Please collect every line of the material below that contains the string "guard" and copy each one out. Case counts.
— Begin EXERCISE INPUT —
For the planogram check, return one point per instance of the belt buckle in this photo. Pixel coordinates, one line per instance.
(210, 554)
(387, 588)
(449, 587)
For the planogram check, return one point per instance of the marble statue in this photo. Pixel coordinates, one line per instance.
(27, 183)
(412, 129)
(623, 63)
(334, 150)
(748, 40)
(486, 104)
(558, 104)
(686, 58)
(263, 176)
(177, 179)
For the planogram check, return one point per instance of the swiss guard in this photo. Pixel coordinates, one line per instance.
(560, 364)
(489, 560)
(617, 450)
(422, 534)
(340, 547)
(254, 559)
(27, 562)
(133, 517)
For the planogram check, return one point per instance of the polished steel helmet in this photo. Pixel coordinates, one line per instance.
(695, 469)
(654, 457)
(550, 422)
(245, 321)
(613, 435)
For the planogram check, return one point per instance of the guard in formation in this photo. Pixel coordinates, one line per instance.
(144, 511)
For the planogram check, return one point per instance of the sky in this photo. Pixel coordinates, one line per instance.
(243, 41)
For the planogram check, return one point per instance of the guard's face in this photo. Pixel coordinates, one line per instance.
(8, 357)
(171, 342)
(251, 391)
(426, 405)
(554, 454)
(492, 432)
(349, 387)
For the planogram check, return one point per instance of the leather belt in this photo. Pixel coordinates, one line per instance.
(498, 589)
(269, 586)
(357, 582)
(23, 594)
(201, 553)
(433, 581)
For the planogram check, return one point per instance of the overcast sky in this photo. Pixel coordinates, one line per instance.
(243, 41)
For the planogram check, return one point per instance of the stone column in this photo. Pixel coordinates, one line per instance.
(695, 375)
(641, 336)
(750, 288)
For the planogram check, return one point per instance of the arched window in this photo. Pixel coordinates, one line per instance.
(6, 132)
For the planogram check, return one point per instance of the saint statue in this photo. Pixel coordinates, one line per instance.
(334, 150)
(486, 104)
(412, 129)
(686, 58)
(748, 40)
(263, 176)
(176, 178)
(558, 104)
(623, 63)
— End EXERCISE INPUT —
— Begin EXERCISE INPUT —
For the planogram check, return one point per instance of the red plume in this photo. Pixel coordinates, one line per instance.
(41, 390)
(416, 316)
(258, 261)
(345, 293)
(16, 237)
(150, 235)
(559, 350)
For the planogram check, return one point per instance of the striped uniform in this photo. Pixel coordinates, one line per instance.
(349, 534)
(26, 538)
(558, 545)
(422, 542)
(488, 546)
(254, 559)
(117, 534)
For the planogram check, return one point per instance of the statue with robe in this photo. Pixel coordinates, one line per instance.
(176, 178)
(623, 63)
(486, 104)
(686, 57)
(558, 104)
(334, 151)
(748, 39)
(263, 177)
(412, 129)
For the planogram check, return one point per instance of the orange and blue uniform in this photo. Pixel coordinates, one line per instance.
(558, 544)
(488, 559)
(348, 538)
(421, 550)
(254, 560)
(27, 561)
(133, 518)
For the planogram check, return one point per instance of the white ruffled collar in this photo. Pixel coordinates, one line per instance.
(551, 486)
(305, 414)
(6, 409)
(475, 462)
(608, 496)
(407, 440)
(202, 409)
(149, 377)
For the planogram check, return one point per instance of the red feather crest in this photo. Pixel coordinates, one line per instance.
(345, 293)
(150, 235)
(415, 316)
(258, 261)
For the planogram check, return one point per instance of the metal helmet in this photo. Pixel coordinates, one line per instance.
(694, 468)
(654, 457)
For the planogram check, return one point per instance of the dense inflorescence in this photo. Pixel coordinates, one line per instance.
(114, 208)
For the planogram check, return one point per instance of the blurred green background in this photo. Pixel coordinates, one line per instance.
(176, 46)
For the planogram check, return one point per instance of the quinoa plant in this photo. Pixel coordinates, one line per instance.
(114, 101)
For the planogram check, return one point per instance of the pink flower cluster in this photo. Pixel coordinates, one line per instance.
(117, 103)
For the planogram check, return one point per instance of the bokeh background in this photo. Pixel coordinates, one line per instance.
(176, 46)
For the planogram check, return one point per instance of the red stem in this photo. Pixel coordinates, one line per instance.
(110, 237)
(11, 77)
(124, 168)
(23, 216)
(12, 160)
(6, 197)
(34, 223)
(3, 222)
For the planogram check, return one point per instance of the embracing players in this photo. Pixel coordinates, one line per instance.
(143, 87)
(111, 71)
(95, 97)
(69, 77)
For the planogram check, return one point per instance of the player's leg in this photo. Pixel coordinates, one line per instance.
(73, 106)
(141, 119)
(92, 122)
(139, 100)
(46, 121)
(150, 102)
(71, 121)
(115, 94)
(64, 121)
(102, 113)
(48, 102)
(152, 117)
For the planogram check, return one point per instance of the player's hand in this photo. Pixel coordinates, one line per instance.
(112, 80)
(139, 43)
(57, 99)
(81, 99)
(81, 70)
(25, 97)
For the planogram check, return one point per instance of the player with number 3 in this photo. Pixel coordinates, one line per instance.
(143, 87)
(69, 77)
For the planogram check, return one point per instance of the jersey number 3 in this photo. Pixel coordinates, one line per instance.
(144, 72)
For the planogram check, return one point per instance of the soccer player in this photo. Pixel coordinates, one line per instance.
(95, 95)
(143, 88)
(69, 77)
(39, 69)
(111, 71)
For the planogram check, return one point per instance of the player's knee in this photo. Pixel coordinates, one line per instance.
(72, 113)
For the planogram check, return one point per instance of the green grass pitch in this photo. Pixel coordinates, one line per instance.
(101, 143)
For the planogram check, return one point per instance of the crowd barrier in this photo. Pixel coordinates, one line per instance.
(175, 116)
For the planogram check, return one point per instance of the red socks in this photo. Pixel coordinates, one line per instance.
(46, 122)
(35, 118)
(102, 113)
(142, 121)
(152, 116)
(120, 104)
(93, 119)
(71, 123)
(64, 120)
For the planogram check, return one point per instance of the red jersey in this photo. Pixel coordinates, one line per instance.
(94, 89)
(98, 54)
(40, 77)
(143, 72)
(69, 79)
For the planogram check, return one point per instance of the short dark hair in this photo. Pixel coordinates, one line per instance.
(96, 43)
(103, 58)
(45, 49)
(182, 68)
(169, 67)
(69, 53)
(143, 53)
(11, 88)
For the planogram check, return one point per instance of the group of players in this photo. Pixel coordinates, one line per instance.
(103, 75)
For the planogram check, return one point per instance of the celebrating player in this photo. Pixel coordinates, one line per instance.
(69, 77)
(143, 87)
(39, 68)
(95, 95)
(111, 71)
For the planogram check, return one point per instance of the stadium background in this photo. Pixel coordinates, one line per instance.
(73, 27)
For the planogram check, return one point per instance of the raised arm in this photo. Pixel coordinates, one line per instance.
— End EXERCISE INPUT —
— Begin EXERCISE INPUT —
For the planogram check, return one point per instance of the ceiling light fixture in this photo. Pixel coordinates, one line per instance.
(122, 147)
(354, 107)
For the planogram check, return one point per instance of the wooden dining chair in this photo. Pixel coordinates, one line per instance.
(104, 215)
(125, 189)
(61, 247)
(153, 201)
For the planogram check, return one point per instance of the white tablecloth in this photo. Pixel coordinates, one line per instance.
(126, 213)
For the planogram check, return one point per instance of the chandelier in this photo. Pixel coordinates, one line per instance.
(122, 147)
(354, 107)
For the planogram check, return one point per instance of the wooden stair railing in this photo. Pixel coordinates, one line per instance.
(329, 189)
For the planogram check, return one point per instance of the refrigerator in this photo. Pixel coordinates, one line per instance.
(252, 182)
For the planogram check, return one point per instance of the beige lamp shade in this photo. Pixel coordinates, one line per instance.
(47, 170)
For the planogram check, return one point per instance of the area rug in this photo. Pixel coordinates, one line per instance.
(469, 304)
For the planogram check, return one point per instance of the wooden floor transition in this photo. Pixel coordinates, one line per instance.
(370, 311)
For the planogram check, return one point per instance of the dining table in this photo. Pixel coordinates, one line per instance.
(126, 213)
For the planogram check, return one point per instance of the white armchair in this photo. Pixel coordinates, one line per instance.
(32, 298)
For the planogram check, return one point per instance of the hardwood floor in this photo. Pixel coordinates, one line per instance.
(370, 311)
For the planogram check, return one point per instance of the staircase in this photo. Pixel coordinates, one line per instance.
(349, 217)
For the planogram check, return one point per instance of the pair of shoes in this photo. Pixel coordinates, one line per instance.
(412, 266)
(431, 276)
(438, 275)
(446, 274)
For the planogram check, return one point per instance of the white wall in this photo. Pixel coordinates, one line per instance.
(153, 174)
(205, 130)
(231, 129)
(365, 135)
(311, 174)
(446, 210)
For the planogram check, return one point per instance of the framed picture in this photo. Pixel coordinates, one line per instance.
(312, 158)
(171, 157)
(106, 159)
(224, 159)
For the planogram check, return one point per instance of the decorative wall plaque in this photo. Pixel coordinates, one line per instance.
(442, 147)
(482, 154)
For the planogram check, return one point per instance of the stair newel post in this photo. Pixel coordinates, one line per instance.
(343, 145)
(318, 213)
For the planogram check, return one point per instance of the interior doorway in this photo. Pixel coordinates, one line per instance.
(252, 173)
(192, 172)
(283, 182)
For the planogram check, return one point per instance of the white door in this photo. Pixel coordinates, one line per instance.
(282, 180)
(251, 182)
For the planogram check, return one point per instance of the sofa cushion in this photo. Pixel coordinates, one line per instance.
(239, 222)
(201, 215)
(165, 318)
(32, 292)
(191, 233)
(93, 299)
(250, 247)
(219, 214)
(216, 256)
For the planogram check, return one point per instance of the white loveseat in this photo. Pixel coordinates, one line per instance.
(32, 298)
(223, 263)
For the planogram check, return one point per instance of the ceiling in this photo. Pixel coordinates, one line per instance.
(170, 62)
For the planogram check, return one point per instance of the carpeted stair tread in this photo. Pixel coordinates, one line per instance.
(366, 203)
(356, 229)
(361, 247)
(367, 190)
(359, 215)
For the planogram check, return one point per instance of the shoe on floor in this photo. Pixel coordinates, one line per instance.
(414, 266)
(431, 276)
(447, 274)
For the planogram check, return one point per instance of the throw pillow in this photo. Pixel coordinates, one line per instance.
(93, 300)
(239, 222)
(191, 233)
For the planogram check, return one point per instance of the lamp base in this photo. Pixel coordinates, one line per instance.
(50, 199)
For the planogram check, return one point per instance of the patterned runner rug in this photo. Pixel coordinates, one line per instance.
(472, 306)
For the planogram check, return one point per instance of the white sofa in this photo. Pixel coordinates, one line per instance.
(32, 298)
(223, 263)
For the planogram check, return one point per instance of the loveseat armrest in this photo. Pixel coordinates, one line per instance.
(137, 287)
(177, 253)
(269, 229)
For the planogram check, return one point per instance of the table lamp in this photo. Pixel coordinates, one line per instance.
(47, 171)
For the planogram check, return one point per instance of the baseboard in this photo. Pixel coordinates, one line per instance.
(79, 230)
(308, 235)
— End EXERCISE INPUT —
[ANSWER BELOW]
For the planogram check, return one point per instance of the swiss guard in this photo. Pixel coordinates, one line per instance.
For the planogram check, return one point per instance of the guard in formation in this photo. Pixel coordinates, one line per instance.
For the planogram check, return one point per instance of the guard's face in this photo. Pixel coordinates, one line per instance.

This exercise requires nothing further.